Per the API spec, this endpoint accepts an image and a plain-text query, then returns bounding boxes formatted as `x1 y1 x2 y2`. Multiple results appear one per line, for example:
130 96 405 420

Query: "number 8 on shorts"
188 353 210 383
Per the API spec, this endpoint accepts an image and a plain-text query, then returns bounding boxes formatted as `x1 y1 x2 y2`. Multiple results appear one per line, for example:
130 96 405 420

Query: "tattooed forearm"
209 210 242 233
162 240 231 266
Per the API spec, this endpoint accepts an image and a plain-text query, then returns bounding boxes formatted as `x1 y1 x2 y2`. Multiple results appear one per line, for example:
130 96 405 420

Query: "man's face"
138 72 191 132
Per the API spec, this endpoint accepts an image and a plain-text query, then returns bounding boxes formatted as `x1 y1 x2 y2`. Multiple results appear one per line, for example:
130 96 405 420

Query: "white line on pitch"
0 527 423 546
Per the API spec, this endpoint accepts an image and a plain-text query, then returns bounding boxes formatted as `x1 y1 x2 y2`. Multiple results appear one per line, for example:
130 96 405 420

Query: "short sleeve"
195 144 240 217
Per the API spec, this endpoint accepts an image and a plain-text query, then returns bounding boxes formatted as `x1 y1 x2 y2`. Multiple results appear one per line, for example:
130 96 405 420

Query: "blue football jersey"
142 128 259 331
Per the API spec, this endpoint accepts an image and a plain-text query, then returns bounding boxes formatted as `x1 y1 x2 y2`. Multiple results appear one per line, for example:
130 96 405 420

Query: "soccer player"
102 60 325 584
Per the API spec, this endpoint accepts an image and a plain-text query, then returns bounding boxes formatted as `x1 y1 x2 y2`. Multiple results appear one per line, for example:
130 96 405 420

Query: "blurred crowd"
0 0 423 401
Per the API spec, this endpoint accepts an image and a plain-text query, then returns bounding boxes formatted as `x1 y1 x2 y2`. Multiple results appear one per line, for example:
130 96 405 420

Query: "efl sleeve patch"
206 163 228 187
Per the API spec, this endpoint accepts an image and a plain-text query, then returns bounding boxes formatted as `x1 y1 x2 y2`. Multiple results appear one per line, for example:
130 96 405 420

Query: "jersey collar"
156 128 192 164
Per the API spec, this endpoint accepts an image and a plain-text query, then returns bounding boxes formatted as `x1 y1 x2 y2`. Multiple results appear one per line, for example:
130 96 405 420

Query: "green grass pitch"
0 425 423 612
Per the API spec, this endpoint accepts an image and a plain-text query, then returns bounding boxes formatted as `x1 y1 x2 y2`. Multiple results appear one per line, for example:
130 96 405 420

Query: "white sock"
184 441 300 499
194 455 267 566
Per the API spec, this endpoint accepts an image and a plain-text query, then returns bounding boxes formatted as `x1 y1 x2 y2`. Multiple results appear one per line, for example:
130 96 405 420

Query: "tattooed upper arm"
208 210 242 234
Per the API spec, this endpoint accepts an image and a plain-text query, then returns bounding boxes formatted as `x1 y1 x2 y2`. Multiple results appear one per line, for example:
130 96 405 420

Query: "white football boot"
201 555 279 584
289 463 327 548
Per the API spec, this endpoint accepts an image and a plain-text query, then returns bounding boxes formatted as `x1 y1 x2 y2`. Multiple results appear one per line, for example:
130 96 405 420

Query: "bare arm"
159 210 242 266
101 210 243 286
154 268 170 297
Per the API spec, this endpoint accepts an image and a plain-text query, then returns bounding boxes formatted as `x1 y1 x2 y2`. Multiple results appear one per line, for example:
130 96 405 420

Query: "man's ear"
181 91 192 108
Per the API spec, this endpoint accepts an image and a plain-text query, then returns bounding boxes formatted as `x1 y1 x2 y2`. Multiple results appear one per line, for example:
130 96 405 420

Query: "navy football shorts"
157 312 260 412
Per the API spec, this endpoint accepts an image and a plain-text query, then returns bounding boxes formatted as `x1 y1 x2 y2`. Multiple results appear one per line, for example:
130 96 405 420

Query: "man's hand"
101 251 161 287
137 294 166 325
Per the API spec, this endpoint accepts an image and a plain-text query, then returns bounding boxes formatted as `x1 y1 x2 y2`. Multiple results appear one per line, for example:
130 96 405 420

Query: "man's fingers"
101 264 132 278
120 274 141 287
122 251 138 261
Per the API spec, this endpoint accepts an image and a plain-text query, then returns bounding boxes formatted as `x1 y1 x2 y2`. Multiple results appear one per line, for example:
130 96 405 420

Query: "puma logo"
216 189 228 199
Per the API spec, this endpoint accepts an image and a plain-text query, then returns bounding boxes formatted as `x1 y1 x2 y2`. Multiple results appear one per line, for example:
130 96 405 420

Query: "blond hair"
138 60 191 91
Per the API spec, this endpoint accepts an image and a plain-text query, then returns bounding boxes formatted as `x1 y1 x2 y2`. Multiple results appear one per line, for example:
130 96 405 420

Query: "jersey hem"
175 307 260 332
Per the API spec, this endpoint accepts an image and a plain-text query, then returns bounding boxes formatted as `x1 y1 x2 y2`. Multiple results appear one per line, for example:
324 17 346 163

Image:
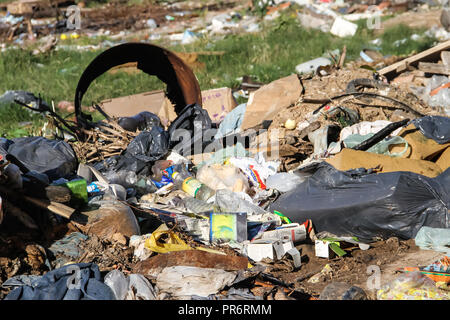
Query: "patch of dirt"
376 9 442 33
77 235 136 272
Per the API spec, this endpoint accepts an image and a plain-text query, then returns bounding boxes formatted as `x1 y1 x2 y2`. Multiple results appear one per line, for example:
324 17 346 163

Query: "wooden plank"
378 40 450 76
441 51 450 66
419 62 450 75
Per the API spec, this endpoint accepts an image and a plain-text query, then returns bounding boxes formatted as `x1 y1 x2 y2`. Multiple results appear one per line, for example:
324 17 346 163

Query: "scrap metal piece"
75 42 202 125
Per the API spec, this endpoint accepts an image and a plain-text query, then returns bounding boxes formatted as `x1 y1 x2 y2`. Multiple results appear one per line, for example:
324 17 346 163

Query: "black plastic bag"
1 137 78 181
168 104 217 156
118 111 161 132
270 163 450 241
412 116 450 144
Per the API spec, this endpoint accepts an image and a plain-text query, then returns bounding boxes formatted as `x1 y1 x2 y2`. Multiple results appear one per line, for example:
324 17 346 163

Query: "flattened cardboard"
241 74 302 130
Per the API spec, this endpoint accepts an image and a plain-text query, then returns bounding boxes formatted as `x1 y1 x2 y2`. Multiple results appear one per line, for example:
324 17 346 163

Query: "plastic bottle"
172 165 215 201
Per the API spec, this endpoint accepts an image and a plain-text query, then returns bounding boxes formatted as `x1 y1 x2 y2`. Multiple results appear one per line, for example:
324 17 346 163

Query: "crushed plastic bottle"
172 165 215 201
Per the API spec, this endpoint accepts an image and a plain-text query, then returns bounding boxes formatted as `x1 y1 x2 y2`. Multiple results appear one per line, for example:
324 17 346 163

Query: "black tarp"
412 116 450 144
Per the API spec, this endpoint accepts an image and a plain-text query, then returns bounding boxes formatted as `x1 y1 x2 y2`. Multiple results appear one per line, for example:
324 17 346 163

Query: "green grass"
0 11 435 136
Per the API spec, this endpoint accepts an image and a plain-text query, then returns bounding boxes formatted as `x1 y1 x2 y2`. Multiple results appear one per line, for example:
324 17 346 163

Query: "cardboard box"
100 88 237 126
241 74 302 130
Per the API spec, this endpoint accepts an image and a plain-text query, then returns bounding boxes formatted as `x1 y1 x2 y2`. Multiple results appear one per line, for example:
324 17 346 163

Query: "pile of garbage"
0 38 450 300
0 0 450 51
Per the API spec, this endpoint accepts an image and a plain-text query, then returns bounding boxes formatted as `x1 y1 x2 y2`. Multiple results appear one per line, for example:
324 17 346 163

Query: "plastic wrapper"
227 152 280 190
377 272 450 300
269 163 450 242
344 133 409 157
209 212 247 242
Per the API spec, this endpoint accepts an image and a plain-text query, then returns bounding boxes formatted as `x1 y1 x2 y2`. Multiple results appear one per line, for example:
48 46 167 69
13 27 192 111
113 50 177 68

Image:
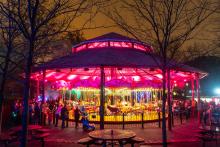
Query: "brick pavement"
2 117 220 147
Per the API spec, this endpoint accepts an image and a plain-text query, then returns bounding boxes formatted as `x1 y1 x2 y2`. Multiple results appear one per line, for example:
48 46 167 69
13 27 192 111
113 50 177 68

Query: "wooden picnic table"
10 125 42 132
89 129 136 146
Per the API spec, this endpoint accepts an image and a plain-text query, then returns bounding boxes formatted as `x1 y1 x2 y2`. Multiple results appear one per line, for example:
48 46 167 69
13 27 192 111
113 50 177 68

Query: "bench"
77 137 95 147
124 137 144 147
32 133 50 147
197 135 218 147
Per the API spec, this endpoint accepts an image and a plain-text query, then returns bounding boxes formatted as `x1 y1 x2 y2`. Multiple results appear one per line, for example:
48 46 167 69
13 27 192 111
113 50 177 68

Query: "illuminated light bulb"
67 75 77 80
80 76 90 80
55 73 66 79
45 72 56 78
156 74 163 79
132 76 141 81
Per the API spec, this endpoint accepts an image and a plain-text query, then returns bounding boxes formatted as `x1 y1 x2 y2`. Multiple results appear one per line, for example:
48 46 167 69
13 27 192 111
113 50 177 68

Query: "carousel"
31 33 206 123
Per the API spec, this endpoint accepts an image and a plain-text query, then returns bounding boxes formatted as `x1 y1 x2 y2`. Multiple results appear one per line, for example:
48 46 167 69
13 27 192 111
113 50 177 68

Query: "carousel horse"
107 105 120 114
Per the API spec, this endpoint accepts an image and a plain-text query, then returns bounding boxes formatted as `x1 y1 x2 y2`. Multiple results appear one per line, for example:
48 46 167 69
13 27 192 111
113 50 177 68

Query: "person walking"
74 106 80 128
47 103 53 125
55 104 62 127
61 104 67 128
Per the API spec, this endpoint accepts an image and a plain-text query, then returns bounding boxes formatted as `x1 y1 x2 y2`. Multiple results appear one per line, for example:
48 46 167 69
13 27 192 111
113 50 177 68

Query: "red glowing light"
55 73 66 80
67 75 77 80
88 42 108 48
73 44 86 52
132 76 141 81
134 43 149 51
80 76 90 80
45 72 56 78
110 41 132 48
155 74 163 79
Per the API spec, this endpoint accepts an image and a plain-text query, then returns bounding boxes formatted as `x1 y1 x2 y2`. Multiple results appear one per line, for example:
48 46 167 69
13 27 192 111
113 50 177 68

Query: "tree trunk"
167 69 172 131
99 66 105 129
162 66 167 147
20 40 34 147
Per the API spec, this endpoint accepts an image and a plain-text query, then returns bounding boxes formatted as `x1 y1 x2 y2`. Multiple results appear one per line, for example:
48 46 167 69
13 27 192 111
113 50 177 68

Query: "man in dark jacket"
61 104 67 128
74 106 79 128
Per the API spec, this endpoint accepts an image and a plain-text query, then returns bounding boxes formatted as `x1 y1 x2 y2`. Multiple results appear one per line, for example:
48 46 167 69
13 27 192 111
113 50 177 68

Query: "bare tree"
0 0 101 147
103 0 216 146
0 0 24 132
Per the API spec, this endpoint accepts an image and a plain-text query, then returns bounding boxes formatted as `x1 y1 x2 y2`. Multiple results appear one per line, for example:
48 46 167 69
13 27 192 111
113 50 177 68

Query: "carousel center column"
196 74 202 124
99 66 105 129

========================================================================

Report each line in the records that contains the word "wooden", matching case exactly.

Query: "wooden plank"
Query: "wooden picnic table"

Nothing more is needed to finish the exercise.